Of the meals you have cooked for uTata, which one is the most memorable?
I had to cook umphokoqo (fluffy and flaky mealie pap, served with sour milk) when I was told that Tata craved it while he was in London. I had gone home for some time off while he was outside the country. On my second day home, I got the call to come back to Joburg to cook. Tata’s sour milk is not wet – it’s dry like cottage cheese. It has to come from the calabash. What we do is ferment cow’s milk and take the part with no whey that is solid and very, very sour. That is how you know it’s ready and how Tata likes it. This goes into the calabash. We packed all this up with umphokoqo and labelled it “The president’s medication”. And away it went to London.
What would he enjoy eating around Christmas?
In Qunu with his family, we would have to cook a variety of meals to accommodate all his family, anything from turkey and roast meat to rolled beef with stuffing. But he would only celebrate Christmas in the evening with his family. During the day, he was celebrating Christmas with the people of the village, giving gifts to the children.
What do you think is the essence of ukutja kwethu kwasekhaya (our home food)?
It’s comfort food. It’s comforting and makes you feel comfortable as well. That’s why Tata invited people to his house – because he wanted to give people comfort. The food would also make people feel comfortable around him. This house and this restaurant remind me a lot of what he used to do: calling people over to his home. Tata used to get invited to different events. He would eat there, but he would leave space for some home food. He was comfortable eating at his own home. He would come back home, take off his jacket, go to the dining room and eat what we had cooked for him at home.
How do you like to cook?

Check your understanding –
1. Reproduce the part of the interview about cooking for Tata that runs from "Of the meals" up to and including "went to London.".
2. Write the next part of the interview about cooking for Tata, starting after its final line.

Provided records –
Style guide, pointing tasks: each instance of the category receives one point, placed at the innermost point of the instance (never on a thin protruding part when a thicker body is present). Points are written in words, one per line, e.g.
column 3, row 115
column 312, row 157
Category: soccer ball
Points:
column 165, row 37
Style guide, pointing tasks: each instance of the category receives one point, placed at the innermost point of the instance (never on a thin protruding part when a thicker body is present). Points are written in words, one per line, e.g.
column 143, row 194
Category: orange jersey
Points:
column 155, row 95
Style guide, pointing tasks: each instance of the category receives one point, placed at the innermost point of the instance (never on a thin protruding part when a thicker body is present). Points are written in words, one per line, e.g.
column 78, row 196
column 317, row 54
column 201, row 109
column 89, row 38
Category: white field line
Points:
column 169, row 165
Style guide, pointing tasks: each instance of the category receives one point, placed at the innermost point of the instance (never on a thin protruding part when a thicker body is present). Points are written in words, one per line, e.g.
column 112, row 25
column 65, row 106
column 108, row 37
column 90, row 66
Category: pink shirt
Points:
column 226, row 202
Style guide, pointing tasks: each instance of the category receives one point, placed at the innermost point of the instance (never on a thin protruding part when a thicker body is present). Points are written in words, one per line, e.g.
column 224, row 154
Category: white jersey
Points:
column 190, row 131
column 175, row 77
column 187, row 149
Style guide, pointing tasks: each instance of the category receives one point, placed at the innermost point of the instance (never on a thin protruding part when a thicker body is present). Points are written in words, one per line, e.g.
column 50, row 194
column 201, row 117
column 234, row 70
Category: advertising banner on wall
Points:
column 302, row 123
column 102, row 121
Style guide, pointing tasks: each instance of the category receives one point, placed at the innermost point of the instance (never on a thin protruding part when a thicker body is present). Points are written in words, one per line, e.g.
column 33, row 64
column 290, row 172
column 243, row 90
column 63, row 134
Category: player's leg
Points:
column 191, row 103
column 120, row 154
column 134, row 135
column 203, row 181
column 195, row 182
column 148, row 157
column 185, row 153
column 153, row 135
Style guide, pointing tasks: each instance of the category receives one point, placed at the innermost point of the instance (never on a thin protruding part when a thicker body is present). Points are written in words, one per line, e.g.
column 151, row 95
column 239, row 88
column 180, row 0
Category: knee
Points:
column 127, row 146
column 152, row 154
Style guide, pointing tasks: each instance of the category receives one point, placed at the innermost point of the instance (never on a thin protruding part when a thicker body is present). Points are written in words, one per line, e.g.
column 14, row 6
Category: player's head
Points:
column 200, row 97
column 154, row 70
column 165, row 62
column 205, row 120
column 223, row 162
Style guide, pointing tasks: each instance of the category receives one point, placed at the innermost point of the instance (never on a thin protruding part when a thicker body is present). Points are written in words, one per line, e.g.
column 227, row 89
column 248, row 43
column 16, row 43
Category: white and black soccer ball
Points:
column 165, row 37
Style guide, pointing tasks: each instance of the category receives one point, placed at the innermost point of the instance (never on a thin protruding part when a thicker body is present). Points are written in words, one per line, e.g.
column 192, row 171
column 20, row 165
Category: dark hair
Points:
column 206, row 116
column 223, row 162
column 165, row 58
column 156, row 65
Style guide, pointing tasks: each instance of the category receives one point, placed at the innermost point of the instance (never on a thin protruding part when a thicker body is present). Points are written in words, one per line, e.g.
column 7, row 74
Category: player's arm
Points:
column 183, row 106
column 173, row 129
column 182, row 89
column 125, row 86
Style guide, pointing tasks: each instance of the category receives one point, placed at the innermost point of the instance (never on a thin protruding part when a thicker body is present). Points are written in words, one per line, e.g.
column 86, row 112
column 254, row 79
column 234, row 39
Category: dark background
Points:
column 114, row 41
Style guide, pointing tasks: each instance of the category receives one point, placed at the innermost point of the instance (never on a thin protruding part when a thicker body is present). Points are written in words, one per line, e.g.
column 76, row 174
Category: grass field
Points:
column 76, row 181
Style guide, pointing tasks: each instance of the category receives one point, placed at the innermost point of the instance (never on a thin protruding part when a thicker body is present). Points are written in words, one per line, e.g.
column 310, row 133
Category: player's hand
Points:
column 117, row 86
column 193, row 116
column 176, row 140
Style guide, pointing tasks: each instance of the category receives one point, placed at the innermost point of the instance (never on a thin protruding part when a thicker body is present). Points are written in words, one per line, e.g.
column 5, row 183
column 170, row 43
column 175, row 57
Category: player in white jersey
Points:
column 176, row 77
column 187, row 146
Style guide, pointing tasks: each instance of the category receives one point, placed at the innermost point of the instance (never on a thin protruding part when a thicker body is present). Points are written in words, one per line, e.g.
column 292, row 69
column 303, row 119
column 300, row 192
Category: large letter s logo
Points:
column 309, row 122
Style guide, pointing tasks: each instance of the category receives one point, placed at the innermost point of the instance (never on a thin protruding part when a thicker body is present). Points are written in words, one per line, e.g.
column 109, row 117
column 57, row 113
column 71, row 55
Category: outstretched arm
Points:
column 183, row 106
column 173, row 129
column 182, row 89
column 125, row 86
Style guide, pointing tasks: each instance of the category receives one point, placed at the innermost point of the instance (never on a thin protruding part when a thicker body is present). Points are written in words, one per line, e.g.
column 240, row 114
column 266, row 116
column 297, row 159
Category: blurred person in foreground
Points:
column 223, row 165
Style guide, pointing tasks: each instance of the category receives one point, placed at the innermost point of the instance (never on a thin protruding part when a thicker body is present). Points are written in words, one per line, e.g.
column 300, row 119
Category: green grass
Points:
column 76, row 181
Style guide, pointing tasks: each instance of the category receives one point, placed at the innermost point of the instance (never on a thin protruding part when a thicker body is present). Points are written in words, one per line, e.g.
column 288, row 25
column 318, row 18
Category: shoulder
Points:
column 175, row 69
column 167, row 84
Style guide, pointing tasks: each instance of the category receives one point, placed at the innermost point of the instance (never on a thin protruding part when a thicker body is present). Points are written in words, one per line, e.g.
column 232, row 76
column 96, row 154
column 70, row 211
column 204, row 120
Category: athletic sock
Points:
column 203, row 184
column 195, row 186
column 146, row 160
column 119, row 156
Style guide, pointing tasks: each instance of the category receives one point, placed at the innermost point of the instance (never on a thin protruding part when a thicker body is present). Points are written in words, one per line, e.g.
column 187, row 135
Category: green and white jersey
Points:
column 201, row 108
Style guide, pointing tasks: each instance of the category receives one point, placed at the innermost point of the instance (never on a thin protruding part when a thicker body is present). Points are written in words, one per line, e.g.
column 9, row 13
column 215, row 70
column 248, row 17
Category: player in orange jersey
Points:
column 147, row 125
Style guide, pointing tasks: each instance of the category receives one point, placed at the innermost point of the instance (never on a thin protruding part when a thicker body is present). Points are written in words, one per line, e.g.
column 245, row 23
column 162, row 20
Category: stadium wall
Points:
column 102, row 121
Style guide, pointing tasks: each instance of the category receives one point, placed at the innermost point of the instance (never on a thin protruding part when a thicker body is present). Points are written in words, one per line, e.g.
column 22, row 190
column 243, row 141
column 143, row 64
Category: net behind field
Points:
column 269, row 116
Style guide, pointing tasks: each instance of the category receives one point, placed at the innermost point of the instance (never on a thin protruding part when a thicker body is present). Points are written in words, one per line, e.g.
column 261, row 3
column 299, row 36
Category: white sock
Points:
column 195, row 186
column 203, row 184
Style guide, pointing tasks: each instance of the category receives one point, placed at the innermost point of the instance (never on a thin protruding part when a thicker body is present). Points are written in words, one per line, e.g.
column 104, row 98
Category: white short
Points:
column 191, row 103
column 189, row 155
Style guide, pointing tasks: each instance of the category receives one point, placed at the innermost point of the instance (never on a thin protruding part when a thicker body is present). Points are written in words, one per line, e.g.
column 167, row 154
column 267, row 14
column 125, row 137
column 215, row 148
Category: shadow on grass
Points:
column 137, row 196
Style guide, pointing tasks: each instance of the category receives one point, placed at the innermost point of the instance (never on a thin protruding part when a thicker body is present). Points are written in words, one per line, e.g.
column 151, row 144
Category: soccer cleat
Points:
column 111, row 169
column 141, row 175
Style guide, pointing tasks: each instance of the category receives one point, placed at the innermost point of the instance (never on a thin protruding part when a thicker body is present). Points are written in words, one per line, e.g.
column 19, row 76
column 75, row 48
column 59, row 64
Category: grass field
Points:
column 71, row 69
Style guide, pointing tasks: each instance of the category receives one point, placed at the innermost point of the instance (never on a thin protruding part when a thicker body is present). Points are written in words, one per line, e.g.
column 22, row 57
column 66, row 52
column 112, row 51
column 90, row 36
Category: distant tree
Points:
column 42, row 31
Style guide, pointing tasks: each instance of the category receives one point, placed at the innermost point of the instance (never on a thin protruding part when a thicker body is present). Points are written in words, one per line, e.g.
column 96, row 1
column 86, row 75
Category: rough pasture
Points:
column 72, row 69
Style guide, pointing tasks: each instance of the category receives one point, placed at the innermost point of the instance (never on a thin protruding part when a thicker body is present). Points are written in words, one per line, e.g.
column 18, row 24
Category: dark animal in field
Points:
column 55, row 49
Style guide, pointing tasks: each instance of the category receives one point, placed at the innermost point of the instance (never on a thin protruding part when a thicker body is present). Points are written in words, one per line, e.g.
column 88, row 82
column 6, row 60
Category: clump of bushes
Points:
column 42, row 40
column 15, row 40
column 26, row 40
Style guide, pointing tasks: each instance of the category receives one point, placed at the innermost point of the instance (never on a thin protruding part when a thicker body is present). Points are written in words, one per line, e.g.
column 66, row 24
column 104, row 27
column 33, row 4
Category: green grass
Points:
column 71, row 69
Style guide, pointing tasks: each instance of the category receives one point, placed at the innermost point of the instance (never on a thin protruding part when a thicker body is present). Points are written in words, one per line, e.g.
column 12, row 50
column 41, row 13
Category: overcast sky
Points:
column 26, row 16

Expected outputs –
1.
Of the meals you have cooked for uTata, which one is the most memorable?
I had to cook umphokoqo (fluffy and flaky mealie pap, served with sour milk) when I was told that Tata craved it while he was in London. I had gone home for some time off while he was outside the country. On my second day home, I got the call to come back to Joburg to cook. Tata’s sour milk is not wet – it’s dry like cottage cheese. It has to come from the calabash. What we do is ferment cow’s milk and take the part with no whey that is solid and very, very sour. That is how you know it’s ready and how Tata likes it. This goes into the calabash. We packed all this up with umphokoqo and labelled it “The president’s medication”. And away it went to London.

2.
I tend to thrive with very little in the kitchen. That is when I get creative and that’s how I knew I have a knack for cooking. I need to be comfortable in the kitchen, so I need space. I can cook under pressure, but when I do something that I I love, I need to take my time. I can also cook with anybody in the kitchen.
Of the dishes chosen and refined for the Insights menu, which one stands out?
The braised oxtail ravioli is extended from the oxtail stew with umqusho (samp and beans), which was Tata’s favourite. He loved it so much that I had to cook the oxtail two to three times a week. Even his comrades like Ahmed Kathrada would ask for the oxtail stew with umqusho before they came to visit. Ahmed Kathrada would even ask to take some home.
What do you like to eat?
Bread is my weakness. Home-baked, pot-baked bread. Tata would have his with marmalade as a snack. I like grilled fish too, with a salad or umfino when I’m at home.
Are there dreams you still have for yourself?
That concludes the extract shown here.